● **RECORDS SHOWN**
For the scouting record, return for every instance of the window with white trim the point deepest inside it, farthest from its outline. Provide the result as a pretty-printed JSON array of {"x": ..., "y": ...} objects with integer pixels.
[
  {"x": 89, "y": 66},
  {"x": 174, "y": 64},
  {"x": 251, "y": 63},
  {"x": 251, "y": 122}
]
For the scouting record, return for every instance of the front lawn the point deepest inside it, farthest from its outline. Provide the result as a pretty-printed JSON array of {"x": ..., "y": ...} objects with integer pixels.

● **WHAT THE EXERCISE ASKS**
Reproduce the listing above word for word, keeping every line in its original order.

● **WORKED ANSWER**
For the scouting record, return for every instance of the window with white trim the point deepest inside it, farthest from its outline. Provide the result as a pretty-printed JSON array of {"x": ..., "y": ...} objects with integer pixels.
[
  {"x": 89, "y": 66},
  {"x": 174, "y": 64},
  {"x": 251, "y": 63},
  {"x": 251, "y": 122}
]
For the scouting record, return for every instance of the front lawn the point deepest inside it, farthest from its outline. Provide the result as a pretty-printed JSON array of {"x": ..., "y": ...} objects with integer pixels.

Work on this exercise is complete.